- [WHAT TO PRODUCE] Copy each of the following items line for line, with no changes.

── INPUT ROWS ──

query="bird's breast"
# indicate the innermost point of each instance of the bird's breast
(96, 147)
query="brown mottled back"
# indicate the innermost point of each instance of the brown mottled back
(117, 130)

───

- [RESULT]
query="bird's breast"
# indicate the innermost point of each instance of the bird's breast
(96, 147)
query="brown mottled back"
# indicate the innermost point of each instance of the brown mottled back
(117, 130)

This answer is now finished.